** start of Data excerpts **

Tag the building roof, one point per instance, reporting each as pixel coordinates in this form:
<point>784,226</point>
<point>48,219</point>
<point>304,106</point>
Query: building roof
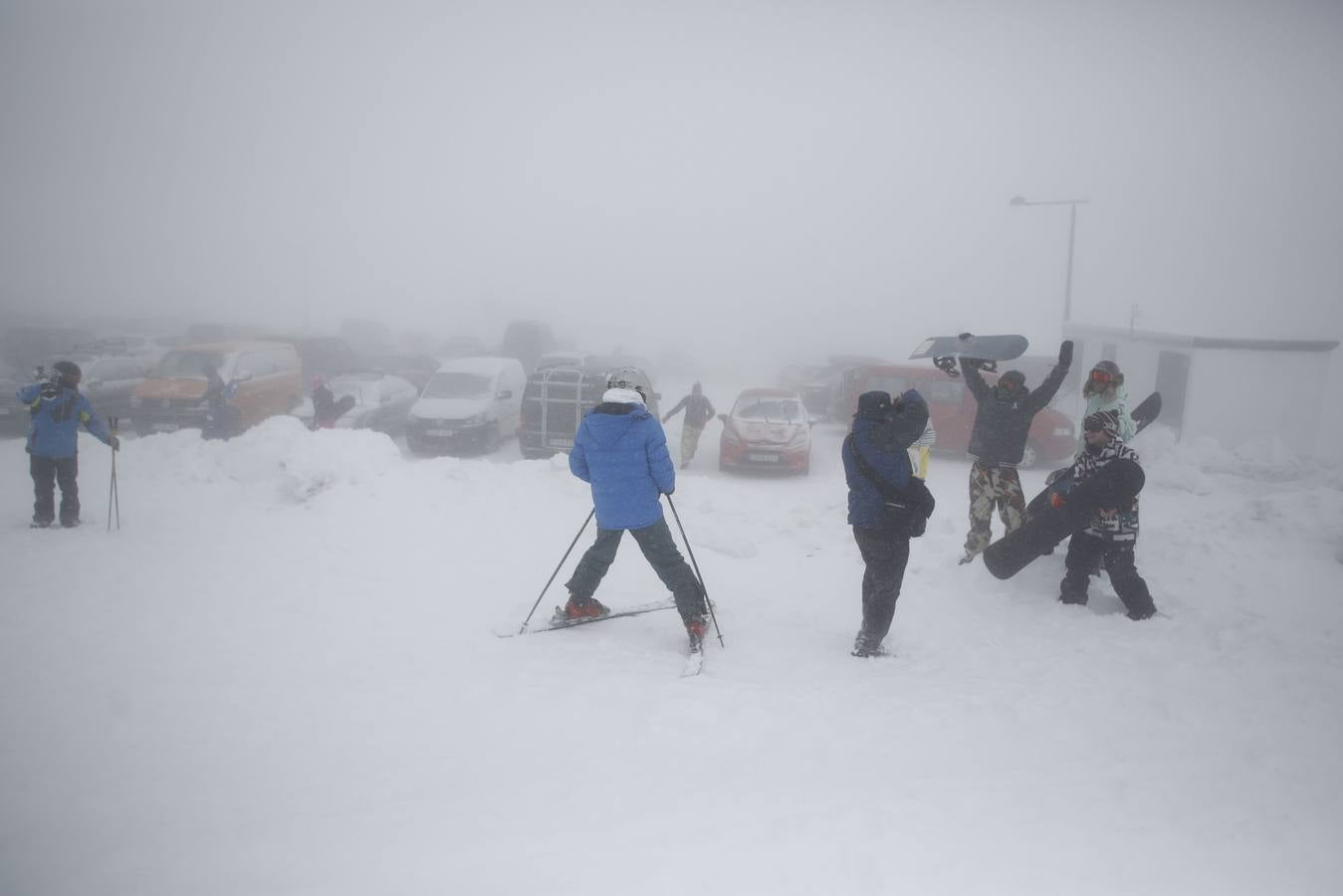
<point>1201,341</point>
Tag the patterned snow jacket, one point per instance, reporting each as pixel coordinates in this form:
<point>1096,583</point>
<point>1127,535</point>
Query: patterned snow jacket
<point>1003,423</point>
<point>1112,524</point>
<point>55,415</point>
<point>622,452</point>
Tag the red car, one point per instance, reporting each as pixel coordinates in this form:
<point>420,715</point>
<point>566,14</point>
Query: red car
<point>953,408</point>
<point>769,429</point>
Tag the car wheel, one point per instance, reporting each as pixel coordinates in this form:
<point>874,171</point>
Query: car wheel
<point>1030,457</point>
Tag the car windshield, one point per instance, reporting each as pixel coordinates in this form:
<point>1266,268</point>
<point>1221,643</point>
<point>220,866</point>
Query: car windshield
<point>188,364</point>
<point>772,410</point>
<point>455,384</point>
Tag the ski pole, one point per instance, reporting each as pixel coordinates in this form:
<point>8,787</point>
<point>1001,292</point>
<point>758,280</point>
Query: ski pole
<point>697,573</point>
<point>112,500</point>
<point>557,571</point>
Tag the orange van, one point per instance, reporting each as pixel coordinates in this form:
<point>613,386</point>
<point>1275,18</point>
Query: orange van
<point>268,379</point>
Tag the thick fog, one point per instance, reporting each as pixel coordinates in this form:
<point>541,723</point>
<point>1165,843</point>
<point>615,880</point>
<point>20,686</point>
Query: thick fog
<point>763,181</point>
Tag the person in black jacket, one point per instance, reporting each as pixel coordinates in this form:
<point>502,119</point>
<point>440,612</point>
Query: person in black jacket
<point>888,504</point>
<point>699,411</point>
<point>998,442</point>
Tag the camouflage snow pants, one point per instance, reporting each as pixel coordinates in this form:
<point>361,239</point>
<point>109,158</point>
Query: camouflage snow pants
<point>689,442</point>
<point>993,487</point>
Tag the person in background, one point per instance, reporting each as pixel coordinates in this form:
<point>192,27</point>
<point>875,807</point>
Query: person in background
<point>622,453</point>
<point>998,442</point>
<point>57,411</point>
<point>1104,391</point>
<point>1112,534</point>
<point>327,410</point>
<point>699,411</point>
<point>887,504</point>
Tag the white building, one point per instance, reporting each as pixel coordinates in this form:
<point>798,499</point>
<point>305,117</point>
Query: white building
<point>1233,389</point>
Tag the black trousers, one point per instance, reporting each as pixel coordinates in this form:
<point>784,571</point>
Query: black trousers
<point>46,473</point>
<point>1082,554</point>
<point>662,555</point>
<point>885,555</point>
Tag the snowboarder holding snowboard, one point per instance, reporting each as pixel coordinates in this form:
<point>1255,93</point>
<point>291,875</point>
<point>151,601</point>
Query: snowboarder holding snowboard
<point>699,411</point>
<point>998,442</point>
<point>1113,531</point>
<point>887,504</point>
<point>57,410</point>
<point>622,452</point>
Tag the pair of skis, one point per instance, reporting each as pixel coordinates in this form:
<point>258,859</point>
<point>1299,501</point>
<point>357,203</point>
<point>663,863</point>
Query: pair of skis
<point>693,660</point>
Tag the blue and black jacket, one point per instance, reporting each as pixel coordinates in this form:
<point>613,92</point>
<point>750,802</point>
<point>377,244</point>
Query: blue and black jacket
<point>55,416</point>
<point>622,452</point>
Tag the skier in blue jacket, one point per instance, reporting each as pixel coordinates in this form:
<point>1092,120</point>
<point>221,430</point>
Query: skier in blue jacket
<point>622,452</point>
<point>888,504</point>
<point>57,411</point>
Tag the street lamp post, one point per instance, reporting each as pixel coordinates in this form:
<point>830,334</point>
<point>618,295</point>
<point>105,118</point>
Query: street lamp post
<point>1018,202</point>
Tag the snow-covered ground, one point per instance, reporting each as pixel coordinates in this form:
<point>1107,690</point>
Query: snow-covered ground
<point>281,677</point>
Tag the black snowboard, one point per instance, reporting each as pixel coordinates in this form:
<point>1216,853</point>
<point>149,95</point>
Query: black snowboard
<point>990,348</point>
<point>1113,485</point>
<point>1143,414</point>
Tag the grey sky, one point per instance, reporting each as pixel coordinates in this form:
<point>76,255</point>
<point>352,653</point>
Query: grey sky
<point>834,172</point>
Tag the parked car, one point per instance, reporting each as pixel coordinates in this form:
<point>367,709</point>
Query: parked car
<point>953,408</point>
<point>470,403</point>
<point>558,396</point>
<point>381,402</point>
<point>769,429</point>
<point>268,377</point>
<point>111,381</point>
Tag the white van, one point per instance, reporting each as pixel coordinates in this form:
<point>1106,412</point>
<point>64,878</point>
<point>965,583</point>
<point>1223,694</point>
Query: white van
<point>469,404</point>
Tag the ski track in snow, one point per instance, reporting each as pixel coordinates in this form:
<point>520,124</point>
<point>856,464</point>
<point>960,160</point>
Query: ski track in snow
<point>280,677</point>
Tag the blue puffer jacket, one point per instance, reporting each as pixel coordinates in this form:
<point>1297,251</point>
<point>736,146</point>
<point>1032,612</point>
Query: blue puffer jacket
<point>884,450</point>
<point>622,452</point>
<point>54,423</point>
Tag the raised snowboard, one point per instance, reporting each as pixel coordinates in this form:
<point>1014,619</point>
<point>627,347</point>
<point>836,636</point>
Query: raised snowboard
<point>1146,411</point>
<point>1113,485</point>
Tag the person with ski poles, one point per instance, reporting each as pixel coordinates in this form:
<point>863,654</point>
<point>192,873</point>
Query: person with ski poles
<point>998,442</point>
<point>699,411</point>
<point>1112,534</point>
<point>622,453</point>
<point>57,411</point>
<point>887,504</point>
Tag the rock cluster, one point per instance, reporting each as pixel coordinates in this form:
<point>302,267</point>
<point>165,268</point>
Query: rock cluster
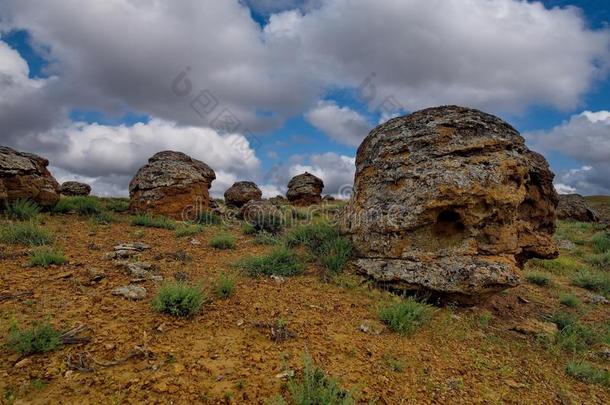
<point>25,176</point>
<point>74,188</point>
<point>574,207</point>
<point>305,189</point>
<point>241,192</point>
<point>171,184</point>
<point>449,200</point>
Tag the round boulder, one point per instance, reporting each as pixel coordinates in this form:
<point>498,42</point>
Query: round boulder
<point>450,201</point>
<point>305,189</point>
<point>242,192</point>
<point>171,184</point>
<point>25,176</point>
<point>574,207</point>
<point>74,188</point>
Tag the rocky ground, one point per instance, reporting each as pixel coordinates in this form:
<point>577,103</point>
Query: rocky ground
<point>507,350</point>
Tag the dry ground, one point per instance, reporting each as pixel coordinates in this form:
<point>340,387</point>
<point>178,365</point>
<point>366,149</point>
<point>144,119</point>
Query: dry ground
<point>224,355</point>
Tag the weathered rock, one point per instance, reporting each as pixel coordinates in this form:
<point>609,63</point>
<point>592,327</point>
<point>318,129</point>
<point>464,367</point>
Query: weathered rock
<point>241,192</point>
<point>74,188</point>
<point>574,207</point>
<point>305,189</point>
<point>25,176</point>
<point>451,201</point>
<point>171,184</point>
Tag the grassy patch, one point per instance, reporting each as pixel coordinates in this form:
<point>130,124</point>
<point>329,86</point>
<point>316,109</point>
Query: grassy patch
<point>46,257</point>
<point>223,241</point>
<point>593,281</point>
<point>178,299</point>
<point>406,316</point>
<point>588,373</point>
<point>40,338</point>
<point>224,286</point>
<point>151,221</point>
<point>25,233</point>
<point>315,387</point>
<point>538,278</point>
<point>23,210</point>
<point>280,262</point>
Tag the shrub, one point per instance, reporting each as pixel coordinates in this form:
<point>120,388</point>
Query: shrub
<point>315,387</point>
<point>223,241</point>
<point>538,278</point>
<point>45,257</point>
<point>281,262</point>
<point>594,281</point>
<point>40,338</point>
<point>178,299</point>
<point>150,221</point>
<point>25,233</point>
<point>588,373</point>
<point>601,242</point>
<point>224,286</point>
<point>208,218</point>
<point>569,300</point>
<point>23,210</point>
<point>406,316</point>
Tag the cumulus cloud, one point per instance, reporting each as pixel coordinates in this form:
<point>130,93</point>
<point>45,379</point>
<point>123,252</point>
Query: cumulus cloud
<point>342,124</point>
<point>586,138</point>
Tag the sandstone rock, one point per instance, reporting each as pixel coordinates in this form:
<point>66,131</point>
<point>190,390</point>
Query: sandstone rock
<point>305,189</point>
<point>449,200</point>
<point>242,192</point>
<point>574,207</point>
<point>171,184</point>
<point>25,176</point>
<point>74,188</point>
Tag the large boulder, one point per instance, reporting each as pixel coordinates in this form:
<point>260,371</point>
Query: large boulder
<point>449,200</point>
<point>242,192</point>
<point>574,207</point>
<point>74,188</point>
<point>25,176</point>
<point>305,189</point>
<point>171,184</point>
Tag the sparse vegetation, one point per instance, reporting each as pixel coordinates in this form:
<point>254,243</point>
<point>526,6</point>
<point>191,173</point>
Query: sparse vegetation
<point>588,373</point>
<point>25,233</point>
<point>46,257</point>
<point>405,316</point>
<point>224,286</point>
<point>40,338</point>
<point>223,241</point>
<point>538,278</point>
<point>178,299</point>
<point>280,262</point>
<point>151,221</point>
<point>23,210</point>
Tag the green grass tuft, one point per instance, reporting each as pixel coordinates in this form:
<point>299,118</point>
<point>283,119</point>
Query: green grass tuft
<point>405,317</point>
<point>46,257</point>
<point>178,299</point>
<point>25,233</point>
<point>223,241</point>
<point>150,221</point>
<point>280,262</point>
<point>23,210</point>
<point>40,338</point>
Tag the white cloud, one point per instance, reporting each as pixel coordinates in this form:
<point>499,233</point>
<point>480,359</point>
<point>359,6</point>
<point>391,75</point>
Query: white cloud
<point>342,124</point>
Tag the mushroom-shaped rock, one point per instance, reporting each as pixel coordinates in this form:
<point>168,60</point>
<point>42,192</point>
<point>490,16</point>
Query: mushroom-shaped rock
<point>171,184</point>
<point>449,200</point>
<point>305,189</point>
<point>74,188</point>
<point>25,176</point>
<point>574,207</point>
<point>242,192</point>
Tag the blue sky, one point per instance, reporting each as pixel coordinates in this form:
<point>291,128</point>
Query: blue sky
<point>96,96</point>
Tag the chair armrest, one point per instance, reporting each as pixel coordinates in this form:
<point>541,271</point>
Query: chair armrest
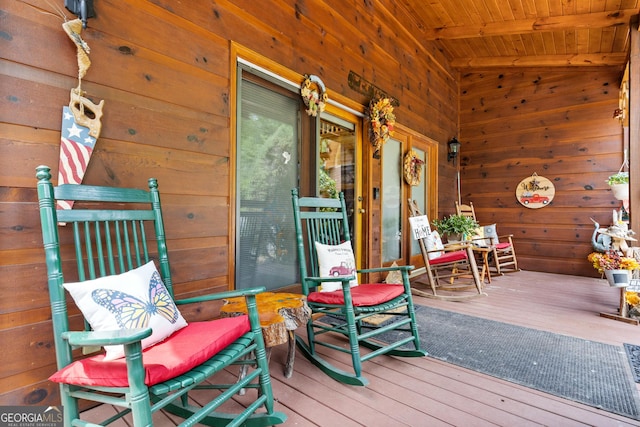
<point>319,280</point>
<point>102,338</point>
<point>382,269</point>
<point>221,295</point>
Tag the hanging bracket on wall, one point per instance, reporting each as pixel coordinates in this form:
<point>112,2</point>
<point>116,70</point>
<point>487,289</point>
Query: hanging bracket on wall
<point>82,8</point>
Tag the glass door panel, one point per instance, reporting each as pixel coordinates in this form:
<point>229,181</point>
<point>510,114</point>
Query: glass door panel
<point>266,170</point>
<point>391,201</point>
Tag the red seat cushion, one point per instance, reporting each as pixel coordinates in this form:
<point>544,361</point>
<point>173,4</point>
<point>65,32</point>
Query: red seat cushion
<point>449,257</point>
<point>362,295</point>
<point>182,351</point>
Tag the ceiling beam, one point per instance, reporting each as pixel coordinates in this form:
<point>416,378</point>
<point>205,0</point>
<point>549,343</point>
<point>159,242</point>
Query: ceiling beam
<point>526,26</point>
<point>585,60</point>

** end of Data excerpts **

__Task to carry out__:
Reproduce only the lines running from the one with "Tag the red seat" through the final line of the listing above, both ends included.

__Expected answer__:
Tag the red seat cushion, one point per instance, reporting each as pixel coordinates in this form:
<point>544,361</point>
<point>173,4</point>
<point>65,32</point>
Query: red seat cushion
<point>449,257</point>
<point>362,295</point>
<point>182,351</point>
Tag the ceiling beam, one point per instance, reporting each as pixel coordinates in this form:
<point>416,378</point>
<point>205,0</point>
<point>549,343</point>
<point>159,242</point>
Query: ceiling beam
<point>526,26</point>
<point>585,60</point>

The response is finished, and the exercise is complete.